Your task is to print every entry below exactly as given.

"""

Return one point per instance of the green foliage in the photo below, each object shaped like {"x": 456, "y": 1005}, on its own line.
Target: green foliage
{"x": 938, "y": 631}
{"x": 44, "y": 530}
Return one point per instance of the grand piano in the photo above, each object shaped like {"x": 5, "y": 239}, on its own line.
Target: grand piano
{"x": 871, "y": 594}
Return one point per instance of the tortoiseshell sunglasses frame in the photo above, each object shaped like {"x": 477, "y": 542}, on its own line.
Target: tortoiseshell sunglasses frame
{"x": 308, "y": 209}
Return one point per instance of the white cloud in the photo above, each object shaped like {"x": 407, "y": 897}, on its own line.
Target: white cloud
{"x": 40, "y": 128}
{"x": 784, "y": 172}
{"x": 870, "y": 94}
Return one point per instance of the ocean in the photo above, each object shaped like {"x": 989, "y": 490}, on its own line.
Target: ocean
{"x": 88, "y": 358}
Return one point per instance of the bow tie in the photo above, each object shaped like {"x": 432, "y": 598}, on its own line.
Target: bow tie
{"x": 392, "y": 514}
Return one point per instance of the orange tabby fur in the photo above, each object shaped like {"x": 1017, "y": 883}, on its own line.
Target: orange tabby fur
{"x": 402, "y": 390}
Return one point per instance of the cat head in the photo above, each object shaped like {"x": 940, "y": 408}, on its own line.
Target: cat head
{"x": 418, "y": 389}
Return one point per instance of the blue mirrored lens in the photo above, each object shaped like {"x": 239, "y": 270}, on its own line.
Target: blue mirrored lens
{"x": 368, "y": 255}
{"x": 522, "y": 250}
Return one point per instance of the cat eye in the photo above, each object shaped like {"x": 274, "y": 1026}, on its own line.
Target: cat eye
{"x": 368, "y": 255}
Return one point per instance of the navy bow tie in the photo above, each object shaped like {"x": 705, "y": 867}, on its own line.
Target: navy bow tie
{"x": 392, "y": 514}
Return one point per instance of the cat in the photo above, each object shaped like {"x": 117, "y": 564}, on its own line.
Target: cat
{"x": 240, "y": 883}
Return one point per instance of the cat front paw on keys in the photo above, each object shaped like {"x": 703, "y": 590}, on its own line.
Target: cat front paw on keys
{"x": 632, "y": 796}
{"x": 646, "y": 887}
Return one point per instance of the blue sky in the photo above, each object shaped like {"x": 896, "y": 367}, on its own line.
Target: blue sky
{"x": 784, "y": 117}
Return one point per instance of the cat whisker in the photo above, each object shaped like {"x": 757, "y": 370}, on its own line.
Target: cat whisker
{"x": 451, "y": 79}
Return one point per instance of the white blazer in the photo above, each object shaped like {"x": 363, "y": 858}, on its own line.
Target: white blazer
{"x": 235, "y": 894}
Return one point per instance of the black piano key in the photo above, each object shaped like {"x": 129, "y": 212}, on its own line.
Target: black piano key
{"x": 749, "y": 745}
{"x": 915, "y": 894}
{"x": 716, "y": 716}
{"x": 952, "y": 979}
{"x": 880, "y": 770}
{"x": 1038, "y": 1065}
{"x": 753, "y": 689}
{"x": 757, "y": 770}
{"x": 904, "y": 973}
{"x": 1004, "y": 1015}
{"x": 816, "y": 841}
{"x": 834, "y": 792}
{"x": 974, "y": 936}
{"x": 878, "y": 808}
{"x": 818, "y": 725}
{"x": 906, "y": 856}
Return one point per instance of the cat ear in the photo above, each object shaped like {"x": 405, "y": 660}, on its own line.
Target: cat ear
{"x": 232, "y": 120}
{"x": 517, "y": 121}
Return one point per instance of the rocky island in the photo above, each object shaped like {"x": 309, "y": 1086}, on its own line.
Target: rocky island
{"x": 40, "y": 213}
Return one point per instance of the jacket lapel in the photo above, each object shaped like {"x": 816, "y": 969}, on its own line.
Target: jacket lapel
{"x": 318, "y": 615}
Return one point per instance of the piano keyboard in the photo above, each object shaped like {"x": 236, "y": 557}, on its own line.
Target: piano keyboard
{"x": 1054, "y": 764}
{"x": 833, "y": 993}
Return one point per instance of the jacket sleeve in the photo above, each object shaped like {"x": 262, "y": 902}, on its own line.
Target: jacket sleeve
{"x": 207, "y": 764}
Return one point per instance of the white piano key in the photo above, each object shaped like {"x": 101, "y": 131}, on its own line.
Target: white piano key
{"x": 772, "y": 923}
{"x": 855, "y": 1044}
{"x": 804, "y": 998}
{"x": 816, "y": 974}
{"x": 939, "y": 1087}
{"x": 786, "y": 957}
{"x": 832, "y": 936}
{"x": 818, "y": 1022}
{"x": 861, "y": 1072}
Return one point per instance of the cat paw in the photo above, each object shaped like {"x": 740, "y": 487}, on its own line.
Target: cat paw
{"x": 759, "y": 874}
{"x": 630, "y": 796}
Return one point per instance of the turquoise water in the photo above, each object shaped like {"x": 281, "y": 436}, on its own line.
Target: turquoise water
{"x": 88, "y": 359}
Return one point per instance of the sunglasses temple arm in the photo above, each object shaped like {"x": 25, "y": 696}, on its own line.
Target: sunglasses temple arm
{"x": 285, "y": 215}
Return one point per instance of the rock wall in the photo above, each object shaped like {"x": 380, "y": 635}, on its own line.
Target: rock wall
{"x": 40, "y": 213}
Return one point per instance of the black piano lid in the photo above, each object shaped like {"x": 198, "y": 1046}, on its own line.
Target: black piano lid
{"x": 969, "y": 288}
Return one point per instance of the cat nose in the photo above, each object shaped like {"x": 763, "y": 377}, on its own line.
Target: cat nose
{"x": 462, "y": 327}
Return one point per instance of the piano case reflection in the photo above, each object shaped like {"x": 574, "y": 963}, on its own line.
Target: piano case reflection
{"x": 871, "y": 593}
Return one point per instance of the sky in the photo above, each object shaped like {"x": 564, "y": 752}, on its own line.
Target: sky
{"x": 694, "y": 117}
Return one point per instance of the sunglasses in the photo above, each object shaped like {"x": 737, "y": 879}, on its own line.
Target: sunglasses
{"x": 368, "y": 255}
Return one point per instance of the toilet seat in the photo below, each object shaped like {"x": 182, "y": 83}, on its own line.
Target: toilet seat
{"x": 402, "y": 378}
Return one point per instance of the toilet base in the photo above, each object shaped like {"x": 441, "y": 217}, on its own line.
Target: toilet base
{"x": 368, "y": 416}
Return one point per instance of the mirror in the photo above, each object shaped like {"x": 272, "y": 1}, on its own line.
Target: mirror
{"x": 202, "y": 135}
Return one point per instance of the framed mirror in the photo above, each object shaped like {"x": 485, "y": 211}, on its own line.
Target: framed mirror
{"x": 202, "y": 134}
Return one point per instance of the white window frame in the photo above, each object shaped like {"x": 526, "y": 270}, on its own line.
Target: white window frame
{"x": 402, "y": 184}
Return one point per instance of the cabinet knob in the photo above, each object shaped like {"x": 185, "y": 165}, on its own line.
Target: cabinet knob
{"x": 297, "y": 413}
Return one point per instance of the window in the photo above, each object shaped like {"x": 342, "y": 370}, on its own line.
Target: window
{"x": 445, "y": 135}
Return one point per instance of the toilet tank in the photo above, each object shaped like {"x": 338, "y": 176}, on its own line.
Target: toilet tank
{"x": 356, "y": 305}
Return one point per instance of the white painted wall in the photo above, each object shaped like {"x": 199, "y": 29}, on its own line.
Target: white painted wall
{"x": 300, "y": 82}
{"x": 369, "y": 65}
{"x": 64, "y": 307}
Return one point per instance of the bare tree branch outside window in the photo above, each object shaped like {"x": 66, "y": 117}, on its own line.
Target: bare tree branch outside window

"""

Reply:
Return one point per instance of the green foliage in the photo below, each object shaped like {"x": 456, "y": 1005}, on its own line.
Target: green foliage
{"x": 938, "y": 631}
{"x": 44, "y": 530}
Return one point per instance of the grand piano in the photo above, each object shaped like {"x": 5, "y": 239}, on its own line.
Target: grand piano
{"x": 871, "y": 594}
Return one point per instance of the tortoiseshell sunglasses frame in the photo above, each object shaped like {"x": 477, "y": 542}, on its own line.
Target: tortoiseshell sunglasses frame
{"x": 308, "y": 209}
Return one point per instance of the white cloud in the photo above, each object shaped like {"x": 407, "y": 897}, on its own line.
Target: white cloud
{"x": 40, "y": 128}
{"x": 784, "y": 172}
{"x": 870, "y": 94}
Return one point per instance of the ocean in the photo above, each object shaped like {"x": 989, "y": 490}, on its own line.
Target: ocean
{"x": 88, "y": 358}
Return one point per instance of the bow tie in the photo above, each object shaped like {"x": 432, "y": 598}, on its own line.
Target: bow tie
{"x": 392, "y": 514}
Return one point per instance of the orange tabby fur in the photo above, each object shaped like {"x": 1017, "y": 883}, on its own line.
Target: orange tabby fur
{"x": 402, "y": 390}
Return one point per instance of the cat head in the photo above, each object shaped like {"x": 940, "y": 408}, on its own line.
Target: cat head
{"x": 418, "y": 389}
Return one point per instance of the blue mirrored lens in the photo above, each object shaped like {"x": 239, "y": 270}, on its own line.
Target: blue mirrored lens
{"x": 368, "y": 255}
{"x": 522, "y": 250}
Return one point per instance of the cat eye in the photo above, each object shaped like {"x": 274, "y": 1026}, on its own line.
Target: cat eye
{"x": 368, "y": 255}
Return one point per instance of the navy bow tie in the photo above, each object shaped like {"x": 705, "y": 867}, on its own line.
Target: navy bow tie
{"x": 392, "y": 514}
Return one point per instance of the cat in the photo above, each object shaped like {"x": 117, "y": 564}, on its own line.
Target: cat
{"x": 240, "y": 883}
Return one point per instance of the cat front paw on keys in the photo above, each object shaped like {"x": 703, "y": 590}, on its own line.
Target: cat front paw on keys
{"x": 632, "y": 796}
{"x": 646, "y": 887}
Return one point per instance of the blue sky in the photo above, each object shaped like {"x": 896, "y": 367}, on its own line.
Target: blue sky
{"x": 784, "y": 117}
Return one point per instance of the cat whisker in the photo above, each object shaped like {"x": 757, "y": 370}, on its own line.
Target: cat whisker
{"x": 451, "y": 79}
Return one point per instance of the white blazer in the photo above, each object shaped like {"x": 363, "y": 858}, on its own line.
Target: white blazer
{"x": 235, "y": 894}
Return one point per instance of the black piano key in the photo above, each object shaped like {"x": 129, "y": 212}, on its own line.
Target: black piano key
{"x": 749, "y": 745}
{"x": 915, "y": 894}
{"x": 716, "y": 716}
{"x": 952, "y": 979}
{"x": 880, "y": 770}
{"x": 1038, "y": 1065}
{"x": 753, "y": 689}
{"x": 757, "y": 770}
{"x": 904, "y": 973}
{"x": 1004, "y": 1015}
{"x": 816, "y": 841}
{"x": 834, "y": 792}
{"x": 974, "y": 936}
{"x": 878, "y": 808}
{"x": 818, "y": 725}
{"x": 906, "y": 856}
Return one point per instance of the cat ear in the photo above, each object shaped like {"x": 405, "y": 660}, on its own line.
Target: cat ear
{"x": 232, "y": 120}
{"x": 517, "y": 121}
Return one point per instance of the rocky island in the photo above, each object shaped like {"x": 309, "y": 1086}, on its own line.
Target: rocky island
{"x": 40, "y": 213}
Return one point per instance of the jacket lapel in the photo above, each object shaped like {"x": 816, "y": 969}, on its own line.
Target: jacket lapel
{"x": 318, "y": 615}
Return one point per instance of the piano keyboard in the photo above, each object shaped like {"x": 236, "y": 557}, on its own line.
Target: piano keyboard
{"x": 1054, "y": 764}
{"x": 833, "y": 993}
Return one point per instance of the jacket sleeve in the photo above, each object shaped like {"x": 262, "y": 902}, on its own line.
Target: jacket sleeve
{"x": 207, "y": 764}
Return one point per instance of the white piano key in the photo above, each object shaped like {"x": 101, "y": 131}, on its own line.
Target: white piano key
{"x": 772, "y": 923}
{"x": 855, "y": 1044}
{"x": 804, "y": 998}
{"x": 816, "y": 974}
{"x": 939, "y": 1087}
{"x": 786, "y": 957}
{"x": 832, "y": 936}
{"x": 818, "y": 1022}
{"x": 861, "y": 1072}
Return one point per instance of the cat paw in the photo above, each object shaped like {"x": 740, "y": 487}, on its own line.
Target: cat paw
{"x": 759, "y": 874}
{"x": 630, "y": 796}
Return one point per instance of the turquoise water in the photo above, each object shaped like {"x": 281, "y": 436}, on its own line.
Target: turquoise water
{"x": 88, "y": 359}
Return one point per instance of the sunglasses temple arm in the photo above, each object shaped like {"x": 25, "y": 696}, on its own line.
Target: sunglasses temple arm
{"x": 285, "y": 215}
Return one point per instance of the rock wall in the photo above, each object shaped like {"x": 380, "y": 635}, on its own line.
Target: rock wall
{"x": 40, "y": 213}
Return one point per instance of the black piano lid in the photo above, each object shaped like {"x": 198, "y": 1046}, on its own line.
Target: black piano lid
{"x": 969, "y": 288}
Return one point per instance of the cat nose in the photo above, each object shaped like {"x": 763, "y": 377}, on its own line.
Target: cat nose
{"x": 462, "y": 327}
Return one point per instance of the piano case reflection in the photo above, each object shaped like {"x": 574, "y": 963}, on its own line.
Target: piano case reflection
{"x": 871, "y": 593}
Return one point per instance of the sky in the photo above, each object shaped like {"x": 564, "y": 752}, on its own line.
Target: sky
{"x": 694, "y": 117}
Return one point per instance of the sunglasses in the photo above, each object shaped like {"x": 737, "y": 879}, on its own line.
Target: sunglasses
{"x": 368, "y": 255}
Return one point per instance of the toilet seat in the photo below, each object shaped like {"x": 182, "y": 83}, on its own line.
Target: toilet seat
{"x": 402, "y": 378}
Return one point per instance of the toilet base in the photo above, each object shaped like {"x": 441, "y": 217}, on its own line.
Target: toilet base
{"x": 368, "y": 416}
Return one point per instance of the mirror in the photo above, each object shaped like {"x": 272, "y": 1}, on its own line.
Target: mirror
{"x": 202, "y": 135}
Return one point per instance of the framed mirror in the photo above, each object shaped like {"x": 485, "y": 211}, on its own line.
Target: framed mirror
{"x": 202, "y": 134}
Return one point per instance of the white window frame in the photo above, each object shaped like {"x": 526, "y": 270}, on its own line.
Target: white window frame
{"x": 402, "y": 184}
Return one point per instance of the cabinet knob in the photo above, each object shaped like {"x": 185, "y": 165}, on its own line.
Target: cabinet knob
{"x": 297, "y": 413}
Return one point per instance of the window in the photo above, each object shaped like {"x": 342, "y": 370}, on its own line.
Target: window
{"x": 445, "y": 135}
Return one point per instance of the toilet tank in the photo above, each object shaped like {"x": 338, "y": 176}, on its own line.
Target: toilet tank
{"x": 356, "y": 305}
Return one point per instance of the white painted wall in the photo above, each object shaped like {"x": 199, "y": 29}, on its own line.
Target: white painted wall
{"x": 300, "y": 82}
{"x": 369, "y": 65}
{"x": 64, "y": 307}
Return one point per instance of the bare tree branch outside window in the photo above, each object shaped like {"x": 66, "y": 117}, on its own line.
Target: bare tree branch outside window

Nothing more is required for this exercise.